--- begin Data ---

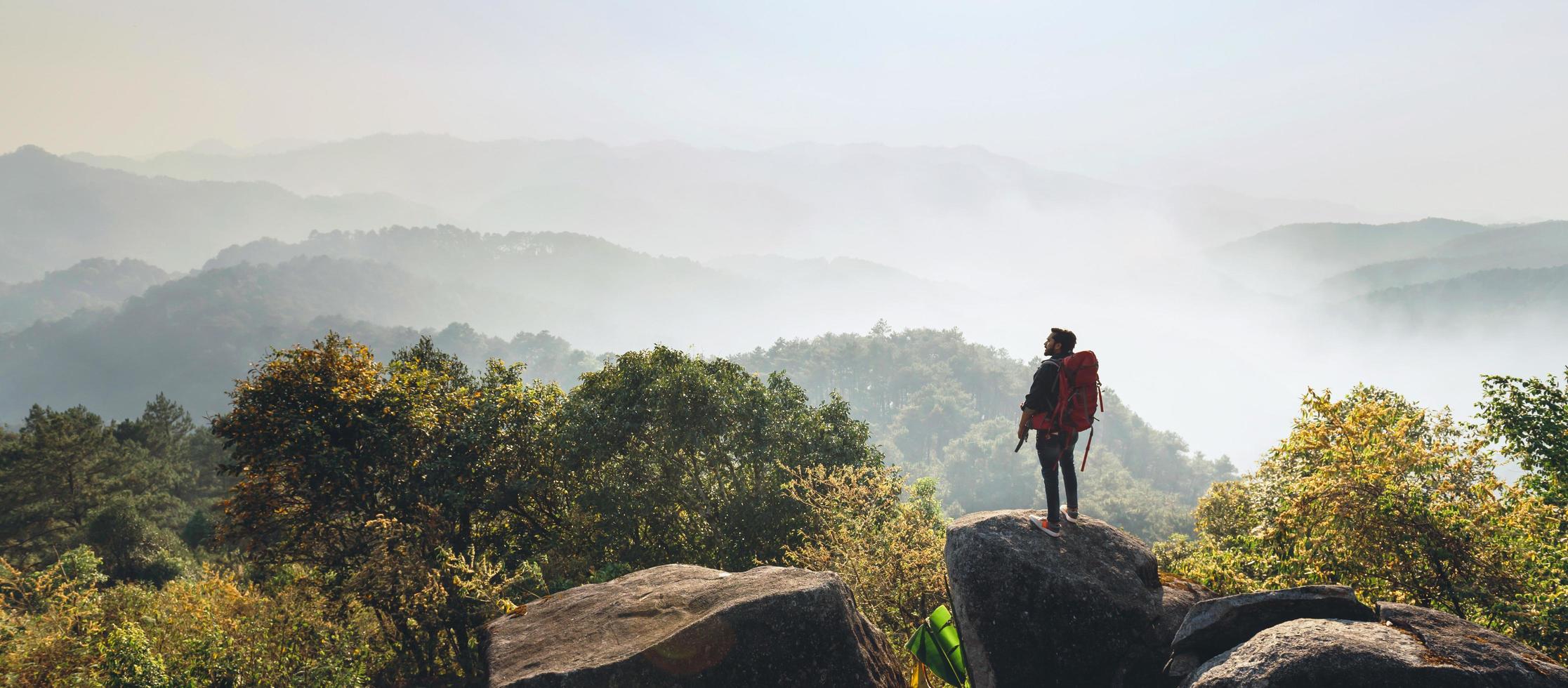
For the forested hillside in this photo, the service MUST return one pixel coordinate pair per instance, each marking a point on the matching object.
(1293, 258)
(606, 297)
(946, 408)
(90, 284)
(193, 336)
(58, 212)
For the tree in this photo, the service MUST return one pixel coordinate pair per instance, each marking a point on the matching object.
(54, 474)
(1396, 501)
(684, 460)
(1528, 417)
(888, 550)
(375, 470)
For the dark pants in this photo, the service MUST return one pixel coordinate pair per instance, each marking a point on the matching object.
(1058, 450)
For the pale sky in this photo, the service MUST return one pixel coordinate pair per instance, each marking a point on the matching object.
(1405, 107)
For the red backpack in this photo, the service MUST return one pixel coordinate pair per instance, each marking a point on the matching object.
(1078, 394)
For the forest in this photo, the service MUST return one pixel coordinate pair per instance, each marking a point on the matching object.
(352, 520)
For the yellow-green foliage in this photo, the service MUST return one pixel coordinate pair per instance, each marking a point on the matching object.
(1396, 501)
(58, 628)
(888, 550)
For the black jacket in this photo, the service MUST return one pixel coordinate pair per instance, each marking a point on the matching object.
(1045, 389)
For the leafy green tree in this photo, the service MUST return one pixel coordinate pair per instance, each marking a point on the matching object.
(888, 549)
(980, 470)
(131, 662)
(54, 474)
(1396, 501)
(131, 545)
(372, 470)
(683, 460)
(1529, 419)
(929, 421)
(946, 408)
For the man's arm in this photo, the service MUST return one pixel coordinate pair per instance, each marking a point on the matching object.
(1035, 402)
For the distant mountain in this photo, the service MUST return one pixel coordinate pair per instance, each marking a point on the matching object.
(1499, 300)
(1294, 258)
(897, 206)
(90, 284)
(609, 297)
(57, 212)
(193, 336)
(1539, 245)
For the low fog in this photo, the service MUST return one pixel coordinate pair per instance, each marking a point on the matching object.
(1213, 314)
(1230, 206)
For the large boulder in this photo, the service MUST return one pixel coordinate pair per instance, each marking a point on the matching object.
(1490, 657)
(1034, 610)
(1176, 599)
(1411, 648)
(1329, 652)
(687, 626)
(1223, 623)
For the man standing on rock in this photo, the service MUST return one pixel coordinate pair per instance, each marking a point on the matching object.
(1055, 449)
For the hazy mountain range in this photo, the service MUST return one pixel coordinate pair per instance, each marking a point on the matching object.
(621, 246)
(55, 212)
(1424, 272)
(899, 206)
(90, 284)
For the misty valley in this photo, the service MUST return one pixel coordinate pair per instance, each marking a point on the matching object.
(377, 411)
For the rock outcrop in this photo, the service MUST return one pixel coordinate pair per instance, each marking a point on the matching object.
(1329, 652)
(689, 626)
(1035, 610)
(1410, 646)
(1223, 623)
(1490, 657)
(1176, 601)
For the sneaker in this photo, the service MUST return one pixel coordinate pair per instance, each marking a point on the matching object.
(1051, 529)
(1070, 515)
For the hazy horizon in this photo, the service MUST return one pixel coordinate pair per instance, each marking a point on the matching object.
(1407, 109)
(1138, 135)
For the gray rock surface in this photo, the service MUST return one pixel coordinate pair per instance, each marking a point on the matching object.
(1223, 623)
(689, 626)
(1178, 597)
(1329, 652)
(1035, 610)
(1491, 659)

--- end Data ---
--- begin Data ---

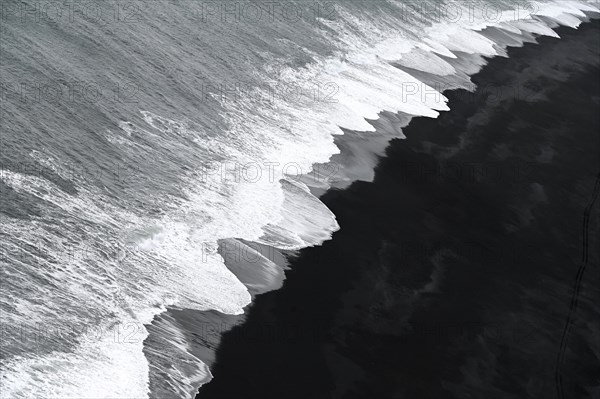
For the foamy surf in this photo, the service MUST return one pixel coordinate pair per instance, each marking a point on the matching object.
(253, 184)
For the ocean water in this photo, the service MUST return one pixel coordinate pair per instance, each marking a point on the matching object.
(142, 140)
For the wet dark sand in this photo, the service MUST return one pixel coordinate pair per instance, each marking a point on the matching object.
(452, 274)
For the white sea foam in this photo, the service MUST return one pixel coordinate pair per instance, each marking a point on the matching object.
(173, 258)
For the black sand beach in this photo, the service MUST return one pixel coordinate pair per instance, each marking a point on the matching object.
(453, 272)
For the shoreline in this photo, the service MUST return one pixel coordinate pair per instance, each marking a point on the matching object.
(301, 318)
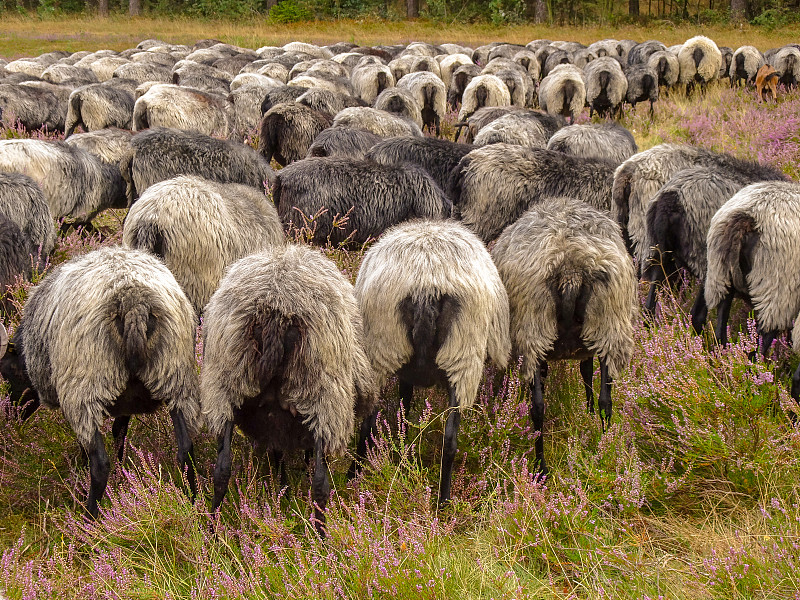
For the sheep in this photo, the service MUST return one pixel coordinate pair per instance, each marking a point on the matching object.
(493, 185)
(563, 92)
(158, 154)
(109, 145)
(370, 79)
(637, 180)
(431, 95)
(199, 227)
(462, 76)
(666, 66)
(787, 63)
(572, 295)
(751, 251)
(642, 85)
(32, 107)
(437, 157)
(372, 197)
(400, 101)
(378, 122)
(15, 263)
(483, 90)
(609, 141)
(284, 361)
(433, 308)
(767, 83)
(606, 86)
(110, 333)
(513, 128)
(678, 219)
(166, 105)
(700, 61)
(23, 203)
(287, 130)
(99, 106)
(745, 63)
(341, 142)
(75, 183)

--- end Data ---

• What to work on
Copy out the lines above, from the line with "For the dark" up to and including the line with "(1405, 107)".

• Exercise response
For the dark pants in this photo, the service MUST return one pixel coordinate pair per instance, each marking a point on the matching object.
(1058, 450)
For the pale sky in this photo, the service MUST return one pixel coordinate pair per instance, each marking a point on the matching object.
(1405, 107)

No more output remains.